Show every line of the listing that contains the word "Coordinates", copying each line in full. Case counts.

**Record excerpts**

********************

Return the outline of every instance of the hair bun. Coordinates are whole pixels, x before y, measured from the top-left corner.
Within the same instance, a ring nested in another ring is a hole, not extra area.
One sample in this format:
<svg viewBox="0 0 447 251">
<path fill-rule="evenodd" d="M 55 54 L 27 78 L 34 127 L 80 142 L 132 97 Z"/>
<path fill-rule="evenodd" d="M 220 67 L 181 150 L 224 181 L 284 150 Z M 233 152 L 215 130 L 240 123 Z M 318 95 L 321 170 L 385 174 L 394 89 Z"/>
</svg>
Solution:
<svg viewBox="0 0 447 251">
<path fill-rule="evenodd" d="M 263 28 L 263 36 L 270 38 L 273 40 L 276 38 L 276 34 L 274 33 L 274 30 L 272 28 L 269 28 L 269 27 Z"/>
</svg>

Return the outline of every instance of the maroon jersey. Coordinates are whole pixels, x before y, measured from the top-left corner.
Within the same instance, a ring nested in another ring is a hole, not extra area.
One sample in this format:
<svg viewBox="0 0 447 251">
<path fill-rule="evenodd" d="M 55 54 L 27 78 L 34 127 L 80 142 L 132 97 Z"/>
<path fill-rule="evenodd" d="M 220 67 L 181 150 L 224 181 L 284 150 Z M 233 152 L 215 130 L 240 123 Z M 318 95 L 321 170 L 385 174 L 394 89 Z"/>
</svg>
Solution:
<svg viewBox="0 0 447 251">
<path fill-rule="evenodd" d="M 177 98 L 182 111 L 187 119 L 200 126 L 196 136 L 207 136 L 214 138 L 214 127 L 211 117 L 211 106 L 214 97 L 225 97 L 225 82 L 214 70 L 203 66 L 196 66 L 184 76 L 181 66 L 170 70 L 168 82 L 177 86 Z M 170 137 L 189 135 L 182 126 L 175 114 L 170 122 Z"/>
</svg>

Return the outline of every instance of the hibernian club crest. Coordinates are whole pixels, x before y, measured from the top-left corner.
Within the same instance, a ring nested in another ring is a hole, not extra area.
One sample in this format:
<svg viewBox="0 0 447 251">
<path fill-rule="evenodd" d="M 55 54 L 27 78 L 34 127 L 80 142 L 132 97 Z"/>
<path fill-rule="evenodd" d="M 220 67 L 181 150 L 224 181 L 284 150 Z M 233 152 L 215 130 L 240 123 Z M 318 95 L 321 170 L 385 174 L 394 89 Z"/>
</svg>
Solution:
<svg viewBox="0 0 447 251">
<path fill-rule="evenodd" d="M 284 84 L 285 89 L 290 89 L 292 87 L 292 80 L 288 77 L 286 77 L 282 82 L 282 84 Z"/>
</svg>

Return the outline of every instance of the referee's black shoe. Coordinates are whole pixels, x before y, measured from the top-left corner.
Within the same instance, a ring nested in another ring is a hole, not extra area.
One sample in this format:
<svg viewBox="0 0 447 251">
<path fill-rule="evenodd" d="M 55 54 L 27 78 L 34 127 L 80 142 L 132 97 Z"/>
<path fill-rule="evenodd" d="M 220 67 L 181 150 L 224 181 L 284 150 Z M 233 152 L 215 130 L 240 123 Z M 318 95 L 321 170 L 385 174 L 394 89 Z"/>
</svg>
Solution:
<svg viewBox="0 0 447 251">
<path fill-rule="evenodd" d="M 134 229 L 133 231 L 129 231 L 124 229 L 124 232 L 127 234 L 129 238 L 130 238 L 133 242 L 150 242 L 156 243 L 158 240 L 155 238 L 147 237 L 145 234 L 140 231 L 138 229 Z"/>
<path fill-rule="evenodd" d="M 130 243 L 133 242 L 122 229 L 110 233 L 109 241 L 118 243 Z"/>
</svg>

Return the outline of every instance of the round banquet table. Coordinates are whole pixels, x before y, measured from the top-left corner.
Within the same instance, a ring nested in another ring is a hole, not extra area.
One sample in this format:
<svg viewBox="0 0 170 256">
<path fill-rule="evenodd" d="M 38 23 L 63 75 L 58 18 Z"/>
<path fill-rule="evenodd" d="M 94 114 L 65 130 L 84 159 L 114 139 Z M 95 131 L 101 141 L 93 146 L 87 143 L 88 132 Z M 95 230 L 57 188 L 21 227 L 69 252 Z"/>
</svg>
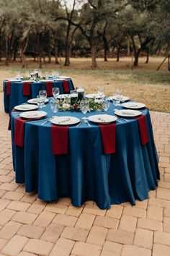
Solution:
<svg viewBox="0 0 170 256">
<path fill-rule="evenodd" d="M 67 79 L 69 86 L 69 90 L 73 90 L 73 85 L 71 79 Z M 33 98 L 37 98 L 39 94 L 39 91 L 41 90 L 45 90 L 45 82 L 34 82 L 31 81 L 30 85 L 30 95 L 29 96 L 23 95 L 22 83 L 24 81 L 11 82 L 10 95 L 6 94 L 6 82 L 4 81 L 4 106 L 6 113 L 11 113 L 12 110 L 15 106 L 20 105 L 26 102 L 27 100 Z M 64 94 L 63 81 L 53 81 L 53 87 L 57 87 L 60 88 L 60 93 Z"/>
<path fill-rule="evenodd" d="M 110 104 L 107 112 L 97 114 L 113 115 Z M 118 108 L 122 108 L 119 106 Z M 41 110 L 48 118 L 54 114 L 50 103 Z M 36 191 L 40 199 L 55 201 L 69 197 L 75 206 L 86 200 L 93 200 L 101 209 L 108 209 L 111 204 L 148 198 L 150 190 L 155 189 L 159 179 L 158 156 L 154 144 L 152 124 L 148 109 L 142 110 L 146 116 L 149 142 L 141 145 L 138 121 L 116 121 L 116 152 L 104 154 L 100 129 L 97 124 L 83 122 L 68 129 L 68 153 L 53 155 L 50 127 L 43 120 L 24 123 L 24 147 L 14 145 L 16 118 L 12 112 L 12 142 L 16 182 L 25 184 L 27 192 Z M 57 116 L 71 116 L 81 119 L 78 111 L 58 111 Z M 45 117 L 46 119 L 46 117 Z"/>
</svg>

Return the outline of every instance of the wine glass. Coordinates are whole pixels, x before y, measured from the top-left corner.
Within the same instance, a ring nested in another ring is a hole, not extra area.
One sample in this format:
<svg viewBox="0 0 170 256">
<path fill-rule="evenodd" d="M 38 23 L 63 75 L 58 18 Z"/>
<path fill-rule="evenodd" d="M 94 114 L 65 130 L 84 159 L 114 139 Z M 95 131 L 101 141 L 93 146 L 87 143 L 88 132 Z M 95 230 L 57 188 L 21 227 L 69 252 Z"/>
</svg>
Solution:
<svg viewBox="0 0 170 256">
<path fill-rule="evenodd" d="M 53 93 L 54 98 L 56 99 L 60 94 L 60 88 L 56 88 L 56 87 L 53 87 L 52 88 L 52 93 Z"/>
<path fill-rule="evenodd" d="M 102 102 L 102 108 L 104 111 L 107 111 L 109 109 L 109 105 L 110 105 L 110 101 L 108 97 L 105 97 Z"/>
<path fill-rule="evenodd" d="M 35 77 L 35 79 L 37 78 L 38 77 L 38 70 L 34 69 L 33 72 L 34 72 L 34 77 Z"/>
<path fill-rule="evenodd" d="M 89 109 L 89 101 L 86 100 L 82 100 L 80 103 L 80 108 L 81 112 L 84 114 L 84 117 L 82 117 L 83 119 L 86 119 L 86 114 Z"/>
<path fill-rule="evenodd" d="M 115 93 L 115 106 L 120 106 L 120 101 L 122 99 L 122 90 L 117 89 Z"/>
<path fill-rule="evenodd" d="M 59 101 L 57 99 L 50 99 L 50 101 L 51 110 L 55 114 L 59 108 Z"/>
<path fill-rule="evenodd" d="M 78 97 L 77 91 L 76 90 L 71 90 L 70 97 L 71 97 L 71 105 L 75 104 Z"/>
<path fill-rule="evenodd" d="M 99 86 L 97 88 L 97 94 L 99 95 L 99 98 L 101 98 L 104 96 L 104 86 Z"/>
<path fill-rule="evenodd" d="M 45 98 L 40 98 L 39 95 L 37 96 L 37 103 L 38 108 L 43 108 L 45 101 Z"/>
<path fill-rule="evenodd" d="M 44 98 L 45 101 L 47 98 L 47 91 L 46 90 L 40 90 L 39 91 L 39 96 L 41 98 Z M 46 106 L 44 104 L 43 107 L 45 107 Z"/>
<path fill-rule="evenodd" d="M 21 78 L 21 72 L 20 71 L 19 71 L 18 72 L 17 72 L 17 76 L 16 76 L 16 78 L 17 79 L 17 80 L 20 80 L 20 78 Z"/>
</svg>

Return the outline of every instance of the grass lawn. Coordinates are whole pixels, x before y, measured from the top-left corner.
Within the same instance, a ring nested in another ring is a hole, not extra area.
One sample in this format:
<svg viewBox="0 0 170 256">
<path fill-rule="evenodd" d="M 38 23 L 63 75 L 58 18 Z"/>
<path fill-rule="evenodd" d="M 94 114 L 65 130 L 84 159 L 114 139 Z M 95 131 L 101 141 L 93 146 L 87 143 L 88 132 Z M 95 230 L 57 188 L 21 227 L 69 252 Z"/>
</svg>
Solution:
<svg viewBox="0 0 170 256">
<path fill-rule="evenodd" d="M 94 93 L 98 86 L 104 85 L 105 94 L 112 95 L 116 88 L 121 88 L 125 95 L 146 103 L 150 110 L 170 113 L 170 72 L 166 70 L 166 64 L 161 70 L 156 70 L 162 59 L 151 58 L 148 65 L 142 59 L 139 67 L 133 69 L 130 58 L 124 58 L 120 63 L 112 60 L 104 63 L 99 59 L 99 67 L 95 70 L 89 68 L 91 59 L 73 59 L 69 67 L 46 64 L 41 71 L 45 74 L 58 69 L 61 74 L 69 75 L 75 86 L 83 86 L 86 93 Z M 22 70 L 20 67 L 19 62 L 12 64 L 7 68 L 0 67 L 1 83 L 7 77 L 14 77 L 19 70 L 24 74 L 25 71 L 37 68 L 37 64 L 30 61 L 30 69 Z"/>
</svg>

********************

**Finished exercise**
Return the outline of every instance of the hair bun. Coordinates are whole pixels, x before y, measured from the top-left corner.
Return the outline of every instance of the maroon jersey. Coordinates are whole pixels, x before y, measured from the top-left corner.
Return the outline of every instance of the hibernian club crest. Coordinates are whole pixels, x before y, measured from the top-left corner.
Return the outline of every instance of the referee's black shoe. Coordinates are whole pixels, x before y, measured from the top-left corner.
Return the outline of every instance of the round banquet table. Coordinates are whole pixels, x before y, measured from the top-left corner.
Return the outline of every instance of the wine glass. Coordinates are whole pixels, x before y, measured from the top-left corner.
Return the outline of every instance of the grass lawn. Coordinates are whole pixels, x before y, measured from the top-left corner.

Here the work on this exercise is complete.